Exercise tasks:
A) From the essay, extract the passage that opens with the words containing "Translated by Veronika" and closes with "started,’ she said.".
B) List the colors the essay names in its description of the videos from the Kharkiv Telegram groups.

Page text:
▬▬▬
Epicrisis | Kirill Kobrin | Granta

Epicrisis

Kirill Kobrin

Translated by Veronika Zitta

‘Because it stinks and because it is everywhere. Where will you find me a soul not filled with this kvas?’
– Hryhorii Skovoroda, translated by George L. Kline and Taras D. Zakydalsky

 

On February 24th I woke up around five o’clock in the morning. It wasn’t that something had woken me up, no, first I woke up and only then did I hear strange quiet sounds from the hallway. G. wasn’t by my side. I thought she must have worked through until morning again, and I wondered how she would get through the day without a headache. I had to get up and send her to bed. The light was off in the living room. The strange quiet sounds carried from the bathroom, and so did a stripe of light under the door. I knocked and the door opened. G. was sitting on the edge of the bath and crying. ‘The war’s started,’ she said.

G.’s parents live in Kharkiv, or rather they lived in Kharkiv, in the past tense. They are refugees now, lodged in an empty house near Chernivtsi. Will they return after the war? Will they have anywhere to return to? Will their house remain standing? G. has subscribed to the Kharkiv groups on Telegram, which provide regular information on what has come flying down where, what has been destroyed, what has been burnt down, how many have been killed, where food will be brought, whether water is available, and so on. And videos: explosions, eruptions of yellow and red, followed by grey or black smoke. Cars blown away by the shock wave. Houses in ruin. Sometimes dead bodies. Often the serious faces of volunteers who bring victuals, medications and help with evacuation. That is Kharkiv. The Russians failed to take it. They were hiding in the forest around the suburb where G.’s parents live/lived, they were shooting at cars and cyclists, but they did not risk revealing themselves. Now the Russians have been driven off. But they certainly left mines behind – a lot of them. No more walks in the forest, not even after the war.

After the war. What does the expression mean? When will it end? How? When I sat down to write this text, the end was nowhere in sight, although some outlines of the future were emerging from the smoke of the fires. No, that is not true. What emerges from the smoke is only the outline of what is happening now, the present, which will inevitably determine the future. Tens of thousands of dead people will have no future. But the millions of refugees will. And the tens of millions who have remained in Ukraine. And so will those who belong to neither group, like G. She left Ukraine some ten years ago, but she is still faced with the question of the future: will she be able to return to her home town of Kharkiv? Some day. After the war. But will it still be Kharkiv, rather than ruins, ash, mutilated cars and bodies? Everyone wants the bodies removed quickly. Everyone but the Russians, of course. They simply leave them behind, whether they’re the bodies of their own soldiers or the bodies of others, doesn’t matter.
▬▬▬
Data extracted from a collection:
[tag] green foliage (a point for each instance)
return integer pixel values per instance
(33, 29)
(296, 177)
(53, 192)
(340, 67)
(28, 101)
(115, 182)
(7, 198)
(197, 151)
▬▬▬
Results of the tasks:
A)
Translated by Veronika Zitta

‘Because it stinks and because it is everywhere. Where will you find me a soul not filled with this kvas?’
– Hryhorii Skovoroda, translated by George L. Kline and Taras D. Zakydalsky

 

On February 24th I woke up around five o’clock in the morning. It wasn’t that something had woken me up, no, first I woke up and only then did I hear strange quiet sounds from the hallway. G. wasn’t by my side. I thought she must have worked through until morning again, and I wondered how she would get through the day without a headache. I had to get up and send her to bed. The light was off in the living room. The strange quiet sounds carried from the bathroom, and so did a stripe of light under the door. I knocked and the door opened. G. was sitting on the edge of the bath and crying. ‘The war’s started,’ she said.

B) yellow, red, grey, black